REQUIREMENTS:
Turn the lines below into a numbered list, omitting any blank lines.

RECORDS FOR PROCESSING:
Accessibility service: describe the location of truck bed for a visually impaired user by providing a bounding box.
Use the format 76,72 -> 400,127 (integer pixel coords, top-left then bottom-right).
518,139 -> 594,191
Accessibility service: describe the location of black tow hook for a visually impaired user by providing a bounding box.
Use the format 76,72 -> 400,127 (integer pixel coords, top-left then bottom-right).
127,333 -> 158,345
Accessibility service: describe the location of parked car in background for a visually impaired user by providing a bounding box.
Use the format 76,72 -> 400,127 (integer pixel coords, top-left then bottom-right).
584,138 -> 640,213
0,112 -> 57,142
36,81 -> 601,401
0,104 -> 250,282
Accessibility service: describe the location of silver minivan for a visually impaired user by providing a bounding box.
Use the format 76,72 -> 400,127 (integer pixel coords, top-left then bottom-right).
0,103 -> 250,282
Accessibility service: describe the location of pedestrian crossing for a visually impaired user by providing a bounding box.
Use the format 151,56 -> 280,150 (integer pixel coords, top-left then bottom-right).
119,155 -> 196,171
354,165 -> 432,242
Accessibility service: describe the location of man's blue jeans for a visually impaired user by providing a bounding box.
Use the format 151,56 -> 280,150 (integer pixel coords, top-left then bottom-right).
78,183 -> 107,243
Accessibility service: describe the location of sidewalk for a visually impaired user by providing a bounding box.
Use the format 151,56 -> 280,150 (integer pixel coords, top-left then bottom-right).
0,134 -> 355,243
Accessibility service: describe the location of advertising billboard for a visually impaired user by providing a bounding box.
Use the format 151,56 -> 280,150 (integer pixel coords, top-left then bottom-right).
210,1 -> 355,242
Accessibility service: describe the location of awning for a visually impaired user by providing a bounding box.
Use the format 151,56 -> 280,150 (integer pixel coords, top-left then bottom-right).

OUTPUT OF THE EXERCISE:
1. Accessibility service: describe the location of truck bed for a visually impaired user by providing a bounding box.
2. Use the format 76,72 -> 400,127 (integer pixel coords, top-left then bottom-right).
3. 518,139 -> 594,191
4. Accessibility service: describe the location of black tow hook for a visually impaired user by providing a bounding box.
5. Use the format 76,72 -> 400,127 (integer pixel coords, top-left then bottom-right).
6. 127,333 -> 158,345
7. Accessibility service: describe the location of parked car in background for a visually impaired user by providing a bounding box.
8. Use the format 76,72 -> 400,127 (integer pixel coords, top-left then bottom-right).
9. 584,138 -> 640,213
10. 0,112 -> 57,142
11. 36,81 -> 601,401
12. 0,104 -> 250,282
13. Accessibility service: describe the location of silver minivan for a visually impaired user by providing a bounding box.
14. Use the format 76,72 -> 400,127 (integer pixel coords, top-left then bottom-right).
15. 0,103 -> 250,282
16. Accessibility service: describe the location of pedestrian crossing for a visually impaired user by providing a bounding box.
17. Use the format 151,56 -> 280,150 (integer pixel coords, top-left then bottom-right).
18. 119,155 -> 196,171
19. 354,165 -> 432,242
20. Accessibility service: describe the location of man's blue jeans for a visually impaired user by providing a bounding box.
21. Use the format 151,56 -> 280,150 (integer pixel coords, top-left then bottom-right).
22. 78,183 -> 107,243
23. Accessibility service: describe the location of sidewalk for a visually impaired user by providing a bounding box.
24. Use the format 151,56 -> 280,150 (integer pixel coords, top-left then bottom-right).
25. 0,134 -> 355,243
26. Accessibility service: describe the location of advertising billboard for a visually impaired user by providing a bounding box.
27. Use the format 151,56 -> 280,150 (integer pixel coords, top-left then bottom-right).
28. 210,1 -> 355,242
29. Accessibility service: describe the location of awning for a visually impaired user by providing a bounding box.
30. Use the format 151,56 -> 280,150 (integer pixel coords, top-left then bottom-right).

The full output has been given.